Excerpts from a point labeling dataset
● ● ●

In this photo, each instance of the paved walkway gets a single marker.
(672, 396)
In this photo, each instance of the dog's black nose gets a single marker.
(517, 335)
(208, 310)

● ● ●

Edit the material by replacing "gets a single marker" with "receives one point" everywhere it occurs, keeping everything else the same.

In this photo, each instance of the paved walkway receives one point.
(672, 396)
In this photo, each instance of the dog's black nose receives one point.
(517, 335)
(208, 310)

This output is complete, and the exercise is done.